• [Work instructions]:
Every line that contains the word "asphalt" should be copied from the records below.

╭─ Records for this exercise

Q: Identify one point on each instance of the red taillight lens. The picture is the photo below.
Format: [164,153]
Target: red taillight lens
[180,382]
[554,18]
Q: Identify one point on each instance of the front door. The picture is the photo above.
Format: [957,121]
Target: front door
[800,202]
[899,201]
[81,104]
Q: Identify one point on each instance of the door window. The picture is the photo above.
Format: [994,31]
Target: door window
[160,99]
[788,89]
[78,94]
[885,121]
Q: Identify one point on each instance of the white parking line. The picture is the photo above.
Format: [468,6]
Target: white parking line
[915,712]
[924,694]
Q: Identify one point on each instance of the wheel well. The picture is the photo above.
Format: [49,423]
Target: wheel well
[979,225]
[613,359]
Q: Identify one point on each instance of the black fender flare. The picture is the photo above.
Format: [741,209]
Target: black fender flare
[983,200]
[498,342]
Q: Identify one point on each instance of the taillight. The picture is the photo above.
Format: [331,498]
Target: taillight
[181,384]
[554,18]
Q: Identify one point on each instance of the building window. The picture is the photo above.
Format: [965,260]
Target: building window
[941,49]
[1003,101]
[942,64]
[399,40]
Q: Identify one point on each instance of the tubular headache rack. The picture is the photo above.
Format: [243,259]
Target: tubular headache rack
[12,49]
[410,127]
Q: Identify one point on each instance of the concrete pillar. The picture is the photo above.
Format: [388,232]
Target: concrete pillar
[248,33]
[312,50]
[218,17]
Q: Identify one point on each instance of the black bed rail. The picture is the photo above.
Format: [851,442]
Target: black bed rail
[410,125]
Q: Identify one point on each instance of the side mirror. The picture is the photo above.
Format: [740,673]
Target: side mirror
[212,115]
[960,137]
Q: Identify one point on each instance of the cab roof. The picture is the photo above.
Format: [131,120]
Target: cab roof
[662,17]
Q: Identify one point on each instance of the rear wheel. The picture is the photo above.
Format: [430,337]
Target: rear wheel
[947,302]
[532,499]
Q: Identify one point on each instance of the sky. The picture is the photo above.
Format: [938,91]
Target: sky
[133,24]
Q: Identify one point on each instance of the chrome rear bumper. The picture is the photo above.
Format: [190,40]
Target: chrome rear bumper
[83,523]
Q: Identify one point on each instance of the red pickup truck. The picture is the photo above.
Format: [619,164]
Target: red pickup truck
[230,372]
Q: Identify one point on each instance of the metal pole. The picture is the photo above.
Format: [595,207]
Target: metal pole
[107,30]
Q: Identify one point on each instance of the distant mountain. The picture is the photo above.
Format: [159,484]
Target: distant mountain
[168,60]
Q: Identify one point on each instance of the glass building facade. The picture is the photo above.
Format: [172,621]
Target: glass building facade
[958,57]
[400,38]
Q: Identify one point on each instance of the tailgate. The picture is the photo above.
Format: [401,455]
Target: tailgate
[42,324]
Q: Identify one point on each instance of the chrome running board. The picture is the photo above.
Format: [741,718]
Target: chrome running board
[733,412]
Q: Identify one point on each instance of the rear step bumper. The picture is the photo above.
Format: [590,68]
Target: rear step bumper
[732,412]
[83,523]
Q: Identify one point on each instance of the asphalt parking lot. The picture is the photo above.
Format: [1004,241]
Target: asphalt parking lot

╰─

• [Exercise solution]:
Q: Identify one point on each instance of the asphalt parking lot. The picture is the photo above.
Target: asphalt parking lot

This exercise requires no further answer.